INFORMATION SUPPLIED section start

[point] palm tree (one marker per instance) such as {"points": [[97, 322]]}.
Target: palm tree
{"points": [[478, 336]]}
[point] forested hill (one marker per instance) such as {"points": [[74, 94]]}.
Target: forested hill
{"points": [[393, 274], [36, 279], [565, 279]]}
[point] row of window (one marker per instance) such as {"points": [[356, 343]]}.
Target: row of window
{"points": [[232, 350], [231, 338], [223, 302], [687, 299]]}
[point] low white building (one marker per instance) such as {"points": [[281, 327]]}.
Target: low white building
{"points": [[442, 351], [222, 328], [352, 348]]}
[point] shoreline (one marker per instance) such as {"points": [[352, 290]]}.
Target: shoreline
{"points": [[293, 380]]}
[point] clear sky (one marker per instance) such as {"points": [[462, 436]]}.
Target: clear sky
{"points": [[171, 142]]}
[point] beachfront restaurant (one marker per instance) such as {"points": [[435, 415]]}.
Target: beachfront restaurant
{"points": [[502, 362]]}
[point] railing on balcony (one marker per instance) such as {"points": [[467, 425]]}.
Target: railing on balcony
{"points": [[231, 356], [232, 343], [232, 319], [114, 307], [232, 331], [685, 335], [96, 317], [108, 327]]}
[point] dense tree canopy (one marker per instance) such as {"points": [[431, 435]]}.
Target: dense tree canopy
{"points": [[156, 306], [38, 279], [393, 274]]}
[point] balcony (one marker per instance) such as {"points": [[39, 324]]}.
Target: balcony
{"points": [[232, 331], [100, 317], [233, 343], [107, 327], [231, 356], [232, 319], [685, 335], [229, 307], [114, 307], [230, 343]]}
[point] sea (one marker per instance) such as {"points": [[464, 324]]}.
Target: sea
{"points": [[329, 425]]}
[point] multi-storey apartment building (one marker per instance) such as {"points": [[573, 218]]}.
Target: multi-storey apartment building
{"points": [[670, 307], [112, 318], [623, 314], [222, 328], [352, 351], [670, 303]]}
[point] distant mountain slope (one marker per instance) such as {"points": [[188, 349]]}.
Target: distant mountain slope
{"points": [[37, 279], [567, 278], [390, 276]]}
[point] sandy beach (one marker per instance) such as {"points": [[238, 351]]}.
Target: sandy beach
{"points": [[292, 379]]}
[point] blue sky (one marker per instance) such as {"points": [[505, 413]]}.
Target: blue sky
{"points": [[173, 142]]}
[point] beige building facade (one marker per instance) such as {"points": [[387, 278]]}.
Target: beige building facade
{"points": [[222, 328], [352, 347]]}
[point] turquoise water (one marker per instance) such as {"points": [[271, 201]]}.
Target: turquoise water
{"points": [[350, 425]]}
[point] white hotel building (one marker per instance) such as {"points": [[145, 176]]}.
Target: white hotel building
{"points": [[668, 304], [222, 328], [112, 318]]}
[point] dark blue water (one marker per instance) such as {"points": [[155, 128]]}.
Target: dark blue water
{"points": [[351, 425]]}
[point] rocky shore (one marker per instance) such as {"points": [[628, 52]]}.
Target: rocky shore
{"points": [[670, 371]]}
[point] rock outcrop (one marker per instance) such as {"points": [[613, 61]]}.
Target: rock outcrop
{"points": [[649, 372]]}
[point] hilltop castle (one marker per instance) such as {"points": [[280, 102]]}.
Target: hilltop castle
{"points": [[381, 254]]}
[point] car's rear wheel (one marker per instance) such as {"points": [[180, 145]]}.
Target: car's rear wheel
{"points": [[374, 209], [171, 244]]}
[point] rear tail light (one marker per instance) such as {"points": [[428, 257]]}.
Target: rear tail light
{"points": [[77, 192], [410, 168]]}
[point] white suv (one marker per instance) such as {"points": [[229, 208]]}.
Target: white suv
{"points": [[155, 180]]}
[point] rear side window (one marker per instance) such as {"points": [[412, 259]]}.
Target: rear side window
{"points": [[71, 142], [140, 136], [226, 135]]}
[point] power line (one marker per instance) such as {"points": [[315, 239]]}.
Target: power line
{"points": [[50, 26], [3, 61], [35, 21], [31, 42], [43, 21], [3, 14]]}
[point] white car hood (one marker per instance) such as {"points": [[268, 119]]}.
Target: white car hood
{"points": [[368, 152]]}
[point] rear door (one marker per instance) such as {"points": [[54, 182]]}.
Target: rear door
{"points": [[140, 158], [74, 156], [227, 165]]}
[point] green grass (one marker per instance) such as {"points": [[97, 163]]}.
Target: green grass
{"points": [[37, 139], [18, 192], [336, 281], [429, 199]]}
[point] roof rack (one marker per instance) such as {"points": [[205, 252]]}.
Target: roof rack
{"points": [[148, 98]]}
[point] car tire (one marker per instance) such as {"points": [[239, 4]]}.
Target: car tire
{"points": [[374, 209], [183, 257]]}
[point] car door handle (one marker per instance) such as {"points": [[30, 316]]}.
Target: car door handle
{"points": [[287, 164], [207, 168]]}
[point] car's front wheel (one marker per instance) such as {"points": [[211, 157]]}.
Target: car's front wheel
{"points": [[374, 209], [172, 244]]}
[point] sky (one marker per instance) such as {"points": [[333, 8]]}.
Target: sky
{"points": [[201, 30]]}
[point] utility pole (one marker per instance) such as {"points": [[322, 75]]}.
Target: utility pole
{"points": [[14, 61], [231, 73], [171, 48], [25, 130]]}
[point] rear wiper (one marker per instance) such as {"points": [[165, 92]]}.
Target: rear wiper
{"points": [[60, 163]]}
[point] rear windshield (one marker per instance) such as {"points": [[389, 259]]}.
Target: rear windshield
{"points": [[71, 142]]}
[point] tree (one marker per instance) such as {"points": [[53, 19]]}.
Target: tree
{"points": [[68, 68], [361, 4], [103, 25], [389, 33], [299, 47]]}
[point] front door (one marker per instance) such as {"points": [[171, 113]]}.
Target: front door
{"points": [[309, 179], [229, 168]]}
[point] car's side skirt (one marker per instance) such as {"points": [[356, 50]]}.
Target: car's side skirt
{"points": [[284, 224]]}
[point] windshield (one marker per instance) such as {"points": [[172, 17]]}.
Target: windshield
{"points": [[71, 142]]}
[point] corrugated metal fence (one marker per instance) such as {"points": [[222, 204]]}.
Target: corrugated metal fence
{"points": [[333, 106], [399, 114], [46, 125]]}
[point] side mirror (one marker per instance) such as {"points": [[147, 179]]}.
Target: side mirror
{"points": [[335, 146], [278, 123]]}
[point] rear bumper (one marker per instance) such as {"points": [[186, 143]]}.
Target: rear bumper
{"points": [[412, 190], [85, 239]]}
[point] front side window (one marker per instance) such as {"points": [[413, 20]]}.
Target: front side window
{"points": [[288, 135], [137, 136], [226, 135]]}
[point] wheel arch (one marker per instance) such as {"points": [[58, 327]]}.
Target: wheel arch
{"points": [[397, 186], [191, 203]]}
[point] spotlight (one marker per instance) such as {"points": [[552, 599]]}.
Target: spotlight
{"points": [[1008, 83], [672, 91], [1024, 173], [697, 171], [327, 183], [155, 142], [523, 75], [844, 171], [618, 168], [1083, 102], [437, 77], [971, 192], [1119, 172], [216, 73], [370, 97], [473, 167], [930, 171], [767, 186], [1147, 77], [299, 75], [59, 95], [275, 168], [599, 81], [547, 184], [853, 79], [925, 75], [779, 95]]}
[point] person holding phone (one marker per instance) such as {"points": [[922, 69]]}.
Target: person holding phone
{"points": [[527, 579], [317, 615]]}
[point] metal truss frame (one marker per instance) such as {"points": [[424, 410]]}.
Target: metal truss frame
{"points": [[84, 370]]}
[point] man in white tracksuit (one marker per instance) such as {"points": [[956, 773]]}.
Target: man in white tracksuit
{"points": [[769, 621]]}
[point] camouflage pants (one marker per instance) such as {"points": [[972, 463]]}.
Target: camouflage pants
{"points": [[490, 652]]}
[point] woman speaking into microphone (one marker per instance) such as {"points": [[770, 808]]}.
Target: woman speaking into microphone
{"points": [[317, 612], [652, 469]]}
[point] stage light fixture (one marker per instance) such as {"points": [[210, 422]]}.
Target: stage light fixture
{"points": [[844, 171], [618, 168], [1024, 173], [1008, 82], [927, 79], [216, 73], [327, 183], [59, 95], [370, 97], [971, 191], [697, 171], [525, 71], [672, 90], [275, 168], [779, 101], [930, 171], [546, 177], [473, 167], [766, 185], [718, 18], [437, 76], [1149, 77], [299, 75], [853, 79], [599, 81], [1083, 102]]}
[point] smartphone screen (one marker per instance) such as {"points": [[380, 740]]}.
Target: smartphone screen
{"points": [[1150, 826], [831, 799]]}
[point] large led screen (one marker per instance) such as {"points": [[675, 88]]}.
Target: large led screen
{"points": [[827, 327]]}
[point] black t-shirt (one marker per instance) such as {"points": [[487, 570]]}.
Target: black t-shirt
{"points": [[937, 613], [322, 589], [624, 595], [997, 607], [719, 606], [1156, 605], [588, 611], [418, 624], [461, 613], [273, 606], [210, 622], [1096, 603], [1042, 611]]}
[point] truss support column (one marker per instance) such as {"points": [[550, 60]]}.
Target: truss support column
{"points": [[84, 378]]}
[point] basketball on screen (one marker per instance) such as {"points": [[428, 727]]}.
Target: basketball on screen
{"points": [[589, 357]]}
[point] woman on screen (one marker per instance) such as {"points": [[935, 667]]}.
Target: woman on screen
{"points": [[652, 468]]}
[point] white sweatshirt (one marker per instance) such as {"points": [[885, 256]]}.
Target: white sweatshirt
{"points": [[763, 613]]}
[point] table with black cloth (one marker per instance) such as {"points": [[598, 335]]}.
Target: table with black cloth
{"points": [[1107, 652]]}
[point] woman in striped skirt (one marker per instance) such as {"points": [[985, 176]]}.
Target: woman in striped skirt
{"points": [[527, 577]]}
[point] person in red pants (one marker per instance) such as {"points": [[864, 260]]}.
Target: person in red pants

INFORMATION SUPPLIED section end

From the records above, repeat exactly the lines from the one with "[point] wheel arch" through the one with "[point] spotlight (one", both included.

== EXPECTED OUTPUT ==
[point] wheel arch (one marker per instance) such as {"points": [[58, 327]]}.
Target: wheel arch
{"points": [[397, 186], [191, 203]]}
[point] spotlight (one marker per instance) such as {"points": [[552, 599]]}.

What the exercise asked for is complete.